▸ Data to process:
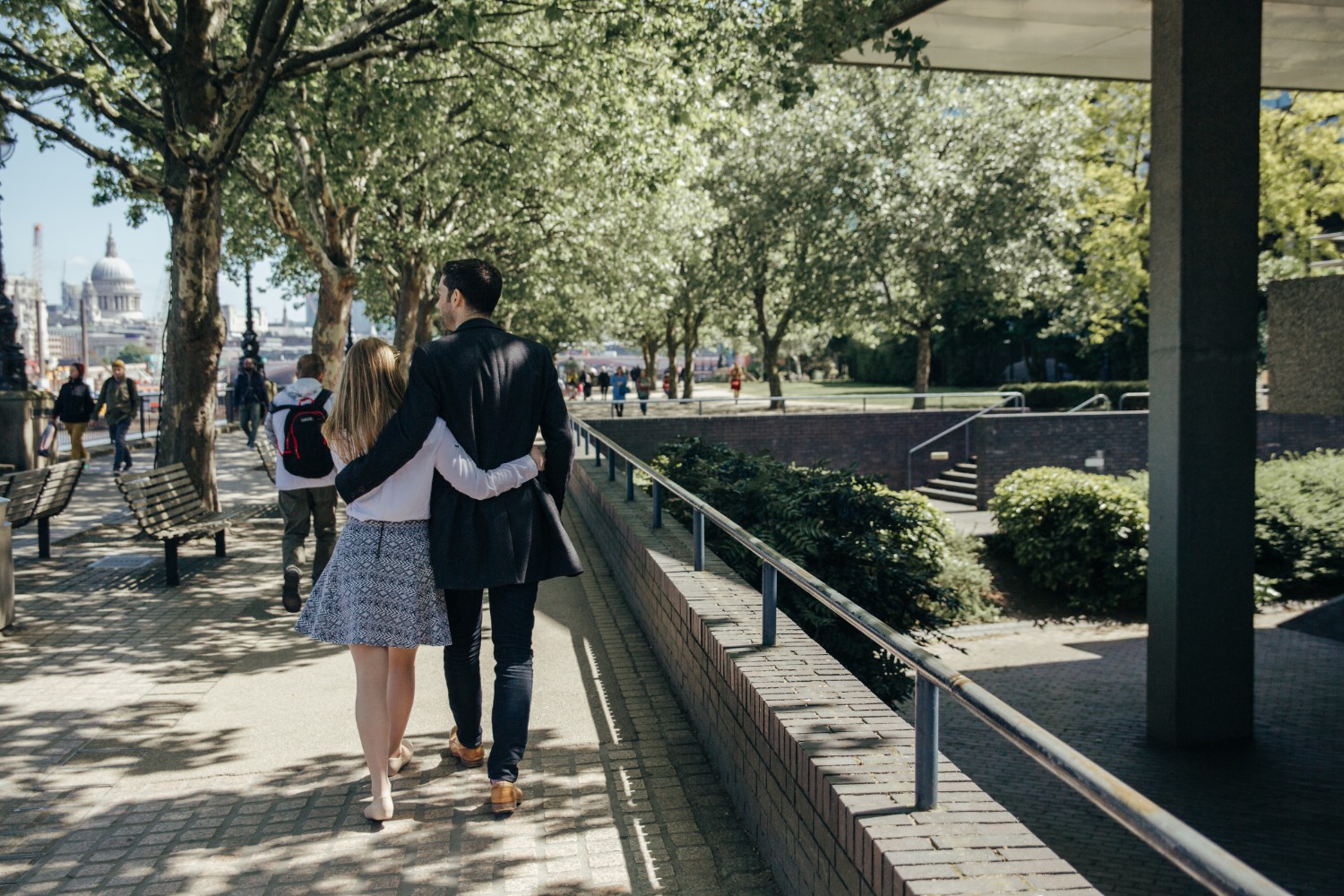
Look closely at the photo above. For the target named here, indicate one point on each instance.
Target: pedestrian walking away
(378, 592)
(74, 408)
(118, 402)
(642, 387)
(306, 474)
(250, 400)
(620, 389)
(495, 392)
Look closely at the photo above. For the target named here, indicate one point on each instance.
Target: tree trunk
(335, 295)
(672, 343)
(924, 360)
(194, 335)
(410, 296)
(771, 368)
(650, 349)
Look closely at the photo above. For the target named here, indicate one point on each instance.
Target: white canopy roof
(1303, 45)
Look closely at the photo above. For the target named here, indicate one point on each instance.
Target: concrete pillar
(5, 567)
(1202, 366)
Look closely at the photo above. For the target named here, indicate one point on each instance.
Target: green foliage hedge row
(1077, 535)
(883, 549)
(1062, 397)
(1085, 536)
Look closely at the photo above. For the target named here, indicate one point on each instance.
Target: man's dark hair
(478, 281)
(311, 367)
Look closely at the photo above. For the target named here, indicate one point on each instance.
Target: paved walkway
(163, 740)
(1277, 804)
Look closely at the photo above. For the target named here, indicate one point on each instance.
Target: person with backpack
(121, 401)
(74, 408)
(306, 473)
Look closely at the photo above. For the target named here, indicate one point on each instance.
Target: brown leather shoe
(505, 797)
(470, 756)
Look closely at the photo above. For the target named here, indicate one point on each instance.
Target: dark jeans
(511, 632)
(304, 509)
(120, 452)
(250, 418)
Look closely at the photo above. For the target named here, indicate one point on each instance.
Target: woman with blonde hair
(376, 592)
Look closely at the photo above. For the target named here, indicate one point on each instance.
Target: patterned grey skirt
(378, 589)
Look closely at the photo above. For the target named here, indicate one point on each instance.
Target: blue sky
(54, 188)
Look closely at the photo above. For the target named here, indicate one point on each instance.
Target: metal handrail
(910, 455)
(1180, 844)
(1104, 398)
(1121, 405)
(797, 400)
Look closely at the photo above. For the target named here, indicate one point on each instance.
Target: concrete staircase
(956, 485)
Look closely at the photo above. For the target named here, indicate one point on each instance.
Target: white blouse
(405, 495)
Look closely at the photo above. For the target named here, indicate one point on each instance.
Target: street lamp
(250, 344)
(13, 363)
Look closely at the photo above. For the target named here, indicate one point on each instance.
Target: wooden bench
(268, 454)
(168, 506)
(40, 495)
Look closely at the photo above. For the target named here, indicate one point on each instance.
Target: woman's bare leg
(373, 720)
(401, 696)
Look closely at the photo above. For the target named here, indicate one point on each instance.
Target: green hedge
(1300, 516)
(881, 548)
(1062, 397)
(1077, 535)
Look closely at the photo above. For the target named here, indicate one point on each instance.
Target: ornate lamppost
(250, 344)
(13, 375)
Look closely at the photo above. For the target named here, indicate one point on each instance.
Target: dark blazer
(494, 390)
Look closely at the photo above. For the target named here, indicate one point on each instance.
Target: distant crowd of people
(582, 383)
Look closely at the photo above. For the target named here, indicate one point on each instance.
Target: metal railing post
(698, 536)
(926, 743)
(769, 602)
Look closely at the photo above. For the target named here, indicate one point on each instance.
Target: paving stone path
(185, 740)
(1277, 802)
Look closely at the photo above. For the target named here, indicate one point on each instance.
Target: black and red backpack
(304, 450)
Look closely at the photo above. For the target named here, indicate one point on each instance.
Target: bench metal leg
(171, 562)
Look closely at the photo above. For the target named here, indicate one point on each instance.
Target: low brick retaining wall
(875, 444)
(819, 769)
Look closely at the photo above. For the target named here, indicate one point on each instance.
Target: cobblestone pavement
(185, 740)
(1277, 802)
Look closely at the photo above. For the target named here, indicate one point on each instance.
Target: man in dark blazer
(494, 390)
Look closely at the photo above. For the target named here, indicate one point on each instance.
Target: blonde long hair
(371, 389)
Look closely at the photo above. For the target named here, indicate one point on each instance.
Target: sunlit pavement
(1276, 802)
(163, 740)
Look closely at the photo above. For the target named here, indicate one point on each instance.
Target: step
(952, 497)
(952, 485)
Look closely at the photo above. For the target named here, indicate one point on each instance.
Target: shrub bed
(883, 549)
(1080, 536)
(1062, 397)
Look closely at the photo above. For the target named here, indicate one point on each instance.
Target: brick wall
(876, 444)
(1003, 443)
(1305, 331)
(819, 769)
(1007, 444)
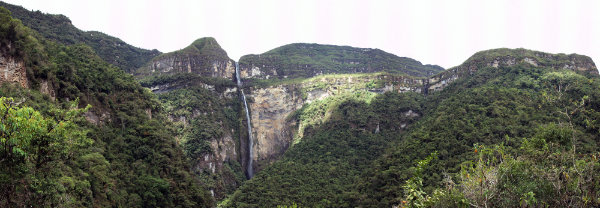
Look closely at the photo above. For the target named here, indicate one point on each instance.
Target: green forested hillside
(507, 128)
(307, 60)
(483, 129)
(128, 158)
(59, 28)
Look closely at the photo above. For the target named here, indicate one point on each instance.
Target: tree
(30, 145)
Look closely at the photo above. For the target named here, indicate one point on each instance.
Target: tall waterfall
(250, 142)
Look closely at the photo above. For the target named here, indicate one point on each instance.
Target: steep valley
(303, 124)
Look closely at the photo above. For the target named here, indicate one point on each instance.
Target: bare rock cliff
(13, 71)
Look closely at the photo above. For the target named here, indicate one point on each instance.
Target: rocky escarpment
(60, 29)
(509, 57)
(270, 106)
(13, 71)
(203, 57)
(308, 60)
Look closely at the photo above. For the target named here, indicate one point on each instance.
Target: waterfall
(250, 142)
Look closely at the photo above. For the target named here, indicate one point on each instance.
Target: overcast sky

▸ Stated task:
Output all of the entries verbatim, leaving out any images.

▸ Correct output:
Look closely at the photo above. For the target named here, indicate one point on each instance.
Target: pedestrian walking away
(378, 592)
(74, 408)
(118, 402)
(642, 387)
(306, 474)
(250, 400)
(620, 389)
(495, 392)
Look closely at the photo above. For the target named here, indicate one point on each instance.
Target: tree trunk
(335, 295)
(672, 343)
(924, 360)
(194, 335)
(410, 296)
(771, 368)
(650, 349)
Look closely at the photo above. For the target named here, indicate one point on each instance.
Target: white canopy roof
(1303, 45)
Look closely at the photo above. For the target named here, indicate one point on each instance.
Target: concrete pillar
(5, 567)
(1202, 366)
Look closely at the photo above. For the target named here, indicate one point on each instance.
Target: green foliage hedge row
(1077, 535)
(883, 549)
(1062, 397)
(1085, 536)
Look closely at the photo above. For the target named here, indicate one point on each instance.
Target: man's dark hair
(478, 281)
(311, 367)
Look closely at the photo above. For the target named here, indicate one point on each instance.
Target: paved walkway
(163, 740)
(1277, 804)
Look closely at the photo above. For the target named here, indicate one point on each instance.
Target: person with backpack
(121, 401)
(74, 408)
(306, 473)
Look closely at the photo above. For the target named here, indicate one point on each instance.
Target: brown leather shoe
(505, 797)
(470, 756)
Look closely at the photo above. For the target named here, indicate one point on each instance.
Target: dark jeans
(511, 632)
(304, 509)
(120, 452)
(250, 418)
Look closely at the photo above. For the target named here, indicate one point on each instance.
Target: woman with blonde hair
(376, 592)
Look closely at the photo above. For the target named here, indicate one point on each instance.
Target: patterned grey skirt
(378, 589)
Look closely at the photo above. For the target named here, indicate one point on each instance.
Target: blue sky
(54, 188)
Look closely at the photo above. For the target named here, indicate one point on each instance.
Target: metal handrail
(910, 455)
(1180, 844)
(1104, 398)
(1121, 405)
(797, 400)
Look closely at the photo above. For the target named here, indicate one point on each instance.
Target: concrete staircase
(956, 485)
Look closely at the photo above. For the target named here, indicate one point on each instance.
Target: white blouse
(405, 495)
Look closely at the photo above. For the target named here, indicate one point on each instance.
Target: street lamp
(250, 344)
(13, 363)
Look closely at the photo above. For the target named here, indicate one point on each instance.
Target: wooden bench
(268, 454)
(168, 506)
(40, 495)
Look closely at the photo above. For the target named here, indicate one point on each instance.
Target: woman's bare leg
(373, 720)
(401, 696)
Look closely at the photo above. For the target named here, indicate one point on each instance.
Target: green hedge
(1300, 516)
(881, 548)
(1062, 397)
(1077, 535)
Look closely at the photo above. For the target named here, indicate one point on each instance.
Target: ornate lamppost
(250, 344)
(13, 375)
Look closely at the photo above. For the target named here, indicate one point on each instance.
Target: dark blazer
(494, 390)
Look closely at the photo above. For the target named here, indicate one point on each instance.
Target: distant crowd of people
(582, 383)
Look closely at the photo above. For the target named here, indicate one point on each instance.
Target: metal railing post
(698, 536)
(926, 743)
(769, 602)
Look closely at the photo above. For the target named here, indicate one point on each instance.
Target: paving stone path
(185, 740)
(1277, 802)
Look closely at the photo above. For the target named here, indicate one point on each instance.
Target: black and red backpack
(304, 450)
Look closely at the photo above. For the target named here, indicate one point on each instance.
Target: bench metal leg
(171, 562)
Look closely at the photo above. For the target named here, indicate one point on each instance.
Target: low brick retaining wall
(875, 444)
(819, 769)
Look closely at the photo above. For the target named here, indicate one point on each instance.
Target: cobblestone pavement
(185, 740)
(1277, 802)
Look closely at the photo above. For the target named here, indicate one point on each instance.
Target: man in dark blazer
(494, 390)
Look closely at the photo above. For the target named here, indicate one point on each instance.
Target: blonde long hair
(371, 389)
Look closely at the photo above. For the target named here, indicate one point on each instance.
Target: sunlit pavement
(1276, 802)
(163, 740)
Look closely at the photo above. For the target named here, indicate one point on each instance.
Target: step
(952, 497)
(952, 485)
Look closely at the photo above. For the target named here, indicate one point on each instance.
Target: shrub bed
(883, 549)
(1080, 536)
(1062, 397)
Look closely at the photo above. For the target named here, indicate one point on each instance.
Target: brick wall
(876, 444)
(1003, 443)
(1305, 331)
(819, 769)
(1007, 444)
Look closely at the photo above. For the target named here, indicate one point on each instance.
Target: green forested hillside
(507, 128)
(307, 60)
(483, 129)
(128, 158)
(59, 28)
Look closely at the photo above. For the target named here, indicate one point on each instance.
Target: tree
(30, 145)
Look closely at the photo above. For the target named here, indicate one point on each instance.
Target: tall waterfall
(250, 142)
Look closely at the photo above. For the target named here, indicate one point on each instance.
Target: steep valley
(303, 124)
Look closely at the photo above. For the target named here, indicate one point on each instance.
Target: bare rock cliff
(13, 71)
Look closely at the photo above. For the target named here, indicate one point on each instance.
Target: rocky escarpment
(60, 29)
(509, 57)
(270, 106)
(13, 71)
(203, 57)
(308, 60)
Look closely at the photo above. For the target named here, indicate one point on each instance.
Target: waterfall
(250, 142)
Look closely at the photo above. For the target named here, indicate one point on each instance.
Target: overcast sky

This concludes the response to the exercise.